課題: ダイクストラ法についての文章から、「そこでダイクストラ法では、「」で始まり「める、という操作を繰り返す。」で終わる部分を、一字も変えずにそのまま書き写しなさい。

+++ 出典 +++

現時点で「落下」が停止している頂点の集合をHとし、 各頂点v∈Vに対してH∪{v}内でのvとsとの最短距離をd(v)とする(H∪{v}内でsからvに到達できないときはd(v)=∞とする)。 さらにHに隣接している頂点の集合をAとする。 ここで頂点vがHに隣接しているとは、vとH内のいずれかの頂点を結ぶ辺が存在する事を指す。

次に落下が停止する頂点をuとし、uの直前の頂点をwu∈Hとすると、 以下が成立する事が分かる。

  • uはAに属し、しかもA内でd(u)が最小になる頂点である。
  • sからuへの最短経路はwu∈Hを通る。

そこでダイクストラ法では、「次に落下が停止する頂点」(とその直前の頂点)を効率的に求める為に、 以下の3種類のデータを管理する。

  • 集合Hと集合A
  • 各頂点v∈Vに対してH∪{v}内でのsからvへの最短距離d(v)。
  • 各v∈Aに対し、vの直前の頂点wv

ダイクストラ法では、A内でd(u)が最小になる頂点u(=次に落下が停止する頂点)を求めてuを出力し、それにあわせて管理しているデータを更新し、そしてさらに次に落下が停止する頂点を求める、という操作を繰り返す。

+++ 抽出資料 +++

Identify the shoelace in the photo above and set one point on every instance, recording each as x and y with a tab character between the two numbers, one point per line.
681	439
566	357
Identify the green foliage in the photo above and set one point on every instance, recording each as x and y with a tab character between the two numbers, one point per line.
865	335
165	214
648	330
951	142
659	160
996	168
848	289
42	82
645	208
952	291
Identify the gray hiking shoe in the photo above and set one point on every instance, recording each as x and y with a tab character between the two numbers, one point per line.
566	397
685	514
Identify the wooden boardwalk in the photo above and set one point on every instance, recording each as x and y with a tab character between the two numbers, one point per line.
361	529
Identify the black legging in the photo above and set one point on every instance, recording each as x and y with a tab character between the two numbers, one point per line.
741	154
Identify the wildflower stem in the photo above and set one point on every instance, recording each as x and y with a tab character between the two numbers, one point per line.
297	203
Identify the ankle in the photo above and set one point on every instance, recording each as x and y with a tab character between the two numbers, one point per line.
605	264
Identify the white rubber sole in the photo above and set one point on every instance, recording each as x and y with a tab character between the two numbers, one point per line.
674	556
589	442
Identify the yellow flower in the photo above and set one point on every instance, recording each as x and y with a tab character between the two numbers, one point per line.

+++

解答:
そこでダイクストラ法では、「次に落下が停止する頂点」(とその直前の頂点)を効率的に求める為に、 以下の3種類のデータを管理する。

  • 集合Hと集合A
  • 各頂点v∈Vに対してH∪{v}内でのsからvへの最短距離d(v)。
  • 各v∈Aに対し、vの直前の頂点wv

ダイクストラ法では、A内でd(u)が最小になる頂点u(=次に落下が停止する頂点)を求めてuを出力し、それにあわせて管理しているデータを更新し、そしてさらに次に落下が停止する頂点を求める、という操作を繰り返す。